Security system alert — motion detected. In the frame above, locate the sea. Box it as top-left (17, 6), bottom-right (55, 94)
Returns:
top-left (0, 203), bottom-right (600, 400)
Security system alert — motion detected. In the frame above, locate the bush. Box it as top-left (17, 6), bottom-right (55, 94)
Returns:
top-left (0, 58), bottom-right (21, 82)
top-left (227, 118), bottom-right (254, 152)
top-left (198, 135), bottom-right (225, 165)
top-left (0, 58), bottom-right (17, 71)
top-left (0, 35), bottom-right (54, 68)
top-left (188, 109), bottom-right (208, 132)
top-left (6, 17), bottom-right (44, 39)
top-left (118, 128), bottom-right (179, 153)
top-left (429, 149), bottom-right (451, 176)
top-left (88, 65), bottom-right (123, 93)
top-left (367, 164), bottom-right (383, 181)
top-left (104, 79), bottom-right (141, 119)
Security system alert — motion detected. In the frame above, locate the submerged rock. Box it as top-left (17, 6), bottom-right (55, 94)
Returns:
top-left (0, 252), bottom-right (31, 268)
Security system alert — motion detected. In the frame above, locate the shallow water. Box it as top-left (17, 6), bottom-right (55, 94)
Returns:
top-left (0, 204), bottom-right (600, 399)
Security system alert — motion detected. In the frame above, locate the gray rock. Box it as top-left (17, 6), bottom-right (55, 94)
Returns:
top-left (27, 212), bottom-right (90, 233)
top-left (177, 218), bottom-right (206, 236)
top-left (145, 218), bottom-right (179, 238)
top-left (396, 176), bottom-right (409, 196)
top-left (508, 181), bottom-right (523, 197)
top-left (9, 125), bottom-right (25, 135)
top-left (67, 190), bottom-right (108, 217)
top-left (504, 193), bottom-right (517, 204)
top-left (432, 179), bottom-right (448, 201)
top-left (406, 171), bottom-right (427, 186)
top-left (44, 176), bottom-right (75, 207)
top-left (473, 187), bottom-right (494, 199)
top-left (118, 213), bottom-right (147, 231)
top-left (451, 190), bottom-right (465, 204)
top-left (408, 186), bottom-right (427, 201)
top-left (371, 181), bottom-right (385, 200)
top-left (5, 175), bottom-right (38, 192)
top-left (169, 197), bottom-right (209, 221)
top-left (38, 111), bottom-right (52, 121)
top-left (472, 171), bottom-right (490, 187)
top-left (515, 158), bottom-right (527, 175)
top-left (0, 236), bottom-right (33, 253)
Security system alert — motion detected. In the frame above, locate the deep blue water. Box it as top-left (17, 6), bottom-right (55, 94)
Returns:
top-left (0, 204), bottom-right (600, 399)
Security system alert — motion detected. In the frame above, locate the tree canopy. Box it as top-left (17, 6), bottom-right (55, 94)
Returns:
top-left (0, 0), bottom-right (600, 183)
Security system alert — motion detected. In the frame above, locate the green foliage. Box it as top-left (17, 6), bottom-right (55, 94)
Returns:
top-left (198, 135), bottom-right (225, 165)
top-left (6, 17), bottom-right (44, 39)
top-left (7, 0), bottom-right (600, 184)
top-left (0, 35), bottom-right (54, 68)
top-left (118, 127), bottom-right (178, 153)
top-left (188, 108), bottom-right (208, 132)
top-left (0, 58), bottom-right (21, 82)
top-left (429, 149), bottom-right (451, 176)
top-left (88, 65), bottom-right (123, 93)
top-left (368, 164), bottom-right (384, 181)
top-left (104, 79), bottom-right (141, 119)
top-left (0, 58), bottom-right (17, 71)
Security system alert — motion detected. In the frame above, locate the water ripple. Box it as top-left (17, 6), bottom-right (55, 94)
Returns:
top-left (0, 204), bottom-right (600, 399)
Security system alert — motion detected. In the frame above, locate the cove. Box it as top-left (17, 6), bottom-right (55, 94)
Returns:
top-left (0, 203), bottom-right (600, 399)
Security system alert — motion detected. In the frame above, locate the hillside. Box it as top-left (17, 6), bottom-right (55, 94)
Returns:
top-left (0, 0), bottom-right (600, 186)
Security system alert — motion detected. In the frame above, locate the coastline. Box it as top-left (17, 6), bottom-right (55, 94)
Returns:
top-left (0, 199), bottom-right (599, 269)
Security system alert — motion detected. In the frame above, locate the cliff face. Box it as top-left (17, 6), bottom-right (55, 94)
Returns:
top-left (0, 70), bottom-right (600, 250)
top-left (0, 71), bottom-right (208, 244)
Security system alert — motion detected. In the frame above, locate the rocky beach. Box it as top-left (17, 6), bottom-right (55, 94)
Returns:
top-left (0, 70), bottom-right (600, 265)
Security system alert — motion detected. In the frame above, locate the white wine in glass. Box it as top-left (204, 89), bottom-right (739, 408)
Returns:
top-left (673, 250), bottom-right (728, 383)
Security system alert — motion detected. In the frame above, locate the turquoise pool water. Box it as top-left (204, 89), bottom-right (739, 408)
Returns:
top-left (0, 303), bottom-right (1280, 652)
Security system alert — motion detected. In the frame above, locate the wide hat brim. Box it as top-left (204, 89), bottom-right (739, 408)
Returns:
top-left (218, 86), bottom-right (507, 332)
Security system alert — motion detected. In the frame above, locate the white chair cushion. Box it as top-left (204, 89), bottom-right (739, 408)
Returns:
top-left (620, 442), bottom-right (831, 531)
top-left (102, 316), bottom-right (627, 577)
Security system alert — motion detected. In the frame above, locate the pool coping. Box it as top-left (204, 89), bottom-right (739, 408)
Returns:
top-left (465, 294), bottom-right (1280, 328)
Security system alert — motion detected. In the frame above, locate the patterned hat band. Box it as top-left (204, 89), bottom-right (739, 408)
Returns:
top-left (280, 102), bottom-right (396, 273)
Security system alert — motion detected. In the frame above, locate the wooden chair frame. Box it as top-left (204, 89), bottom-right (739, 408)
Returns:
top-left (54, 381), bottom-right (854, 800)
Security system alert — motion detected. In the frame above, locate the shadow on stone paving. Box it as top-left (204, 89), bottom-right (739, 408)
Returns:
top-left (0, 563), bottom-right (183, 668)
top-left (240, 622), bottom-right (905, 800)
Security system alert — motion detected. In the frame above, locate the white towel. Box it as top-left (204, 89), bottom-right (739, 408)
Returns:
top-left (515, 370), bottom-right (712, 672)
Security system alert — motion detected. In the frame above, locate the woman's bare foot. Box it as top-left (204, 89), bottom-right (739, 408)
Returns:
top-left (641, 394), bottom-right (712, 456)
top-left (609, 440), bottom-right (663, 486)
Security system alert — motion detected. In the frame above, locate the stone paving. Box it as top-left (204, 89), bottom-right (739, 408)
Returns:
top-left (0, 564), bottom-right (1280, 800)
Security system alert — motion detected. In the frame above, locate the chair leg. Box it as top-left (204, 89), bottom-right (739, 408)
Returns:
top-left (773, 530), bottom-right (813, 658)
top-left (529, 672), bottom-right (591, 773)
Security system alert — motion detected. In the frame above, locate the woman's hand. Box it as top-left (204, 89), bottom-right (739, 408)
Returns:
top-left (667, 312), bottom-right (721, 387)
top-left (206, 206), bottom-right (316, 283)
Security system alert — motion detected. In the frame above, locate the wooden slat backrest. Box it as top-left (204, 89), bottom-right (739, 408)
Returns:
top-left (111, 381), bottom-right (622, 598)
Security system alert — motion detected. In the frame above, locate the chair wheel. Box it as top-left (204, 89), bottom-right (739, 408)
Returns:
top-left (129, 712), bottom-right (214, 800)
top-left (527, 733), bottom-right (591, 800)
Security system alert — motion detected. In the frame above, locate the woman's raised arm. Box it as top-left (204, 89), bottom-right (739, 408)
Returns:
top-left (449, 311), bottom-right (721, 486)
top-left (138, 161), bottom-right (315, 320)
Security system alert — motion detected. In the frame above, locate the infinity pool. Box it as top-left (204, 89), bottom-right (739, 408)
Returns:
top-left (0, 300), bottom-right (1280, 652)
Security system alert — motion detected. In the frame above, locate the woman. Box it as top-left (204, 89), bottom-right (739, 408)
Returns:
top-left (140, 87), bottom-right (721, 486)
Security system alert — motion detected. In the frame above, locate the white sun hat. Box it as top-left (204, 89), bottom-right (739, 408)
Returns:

**Your objective**:
Render the records as a Markdown table with the columns Index and Record, one numbered row per line and blank lines omitted. Begin at the line that contains "locate the cliff" and stop after the line that contains "top-left (0, 71), bottom-right (208, 244)".

**Written reply**:
| Index | Record |
|---|---|
| 1 | Security system alert — motion detected. In the frame above, locate the cliff face. Box it as top-left (17, 6), bottom-right (55, 94) |
| 2 | Returns: |
| 3 | top-left (0, 70), bottom-right (600, 250) |
| 4 | top-left (0, 71), bottom-right (208, 244) |